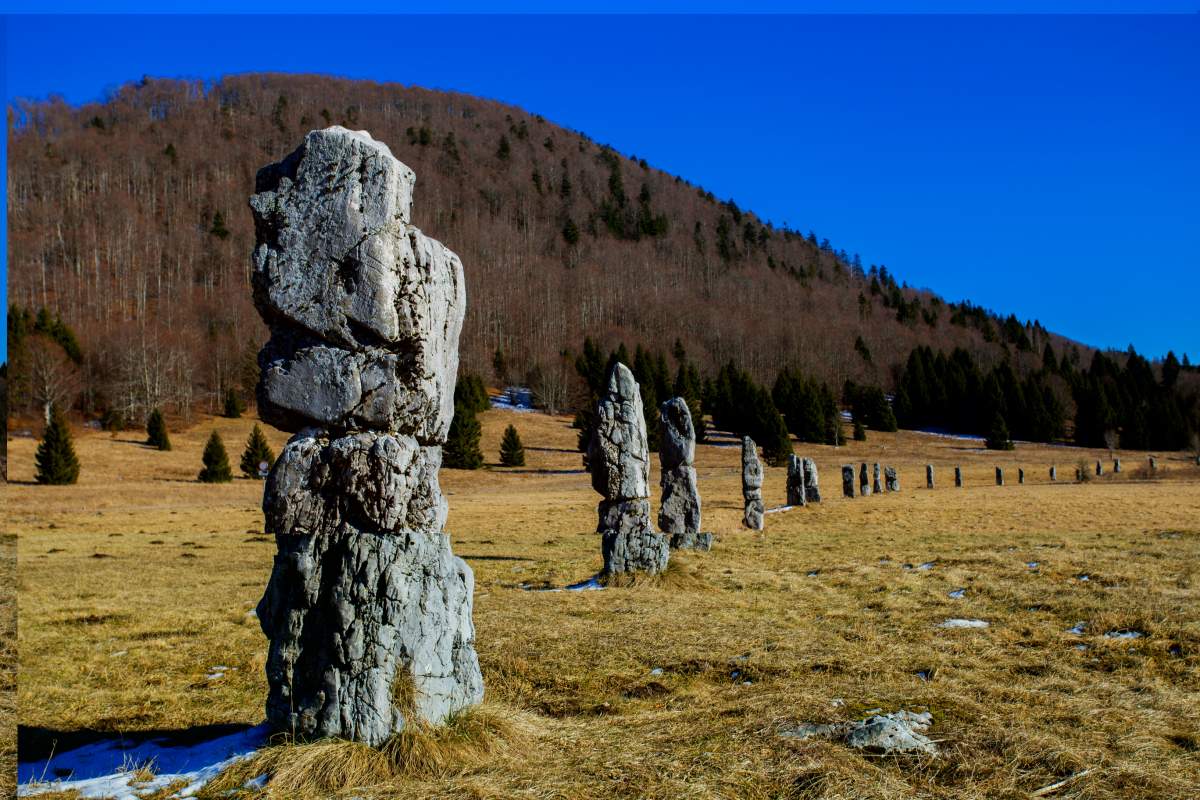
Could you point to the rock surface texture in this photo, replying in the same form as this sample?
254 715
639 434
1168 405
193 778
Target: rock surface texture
619 461
679 512
751 485
367 612
796 494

☆ ☆ ☆

• INSTRUCTION
Write out all the entries exactly, except for the pictures.

• ANSWER IN FULL
Could you point to the rock surface texture in this photo, replying in the same form as this sample?
254 715
639 434
1168 405
193 778
Target: rock surface texture
619 461
679 512
751 485
367 612
796 494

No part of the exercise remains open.